▶ [WORK TO BE COMPLETED]:
Say how many of the lines below include the word "every". Only the number should be given.

(Image-grounded pointing data)
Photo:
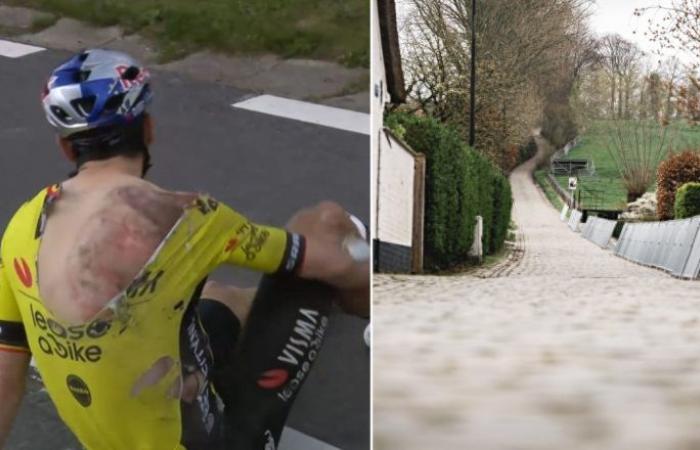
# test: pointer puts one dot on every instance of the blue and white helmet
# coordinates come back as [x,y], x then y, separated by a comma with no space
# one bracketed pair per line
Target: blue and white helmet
[95,89]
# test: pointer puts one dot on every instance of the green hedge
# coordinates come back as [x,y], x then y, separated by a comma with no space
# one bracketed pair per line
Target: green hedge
[687,202]
[460,184]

▶ [RESPONSE AREA]:
2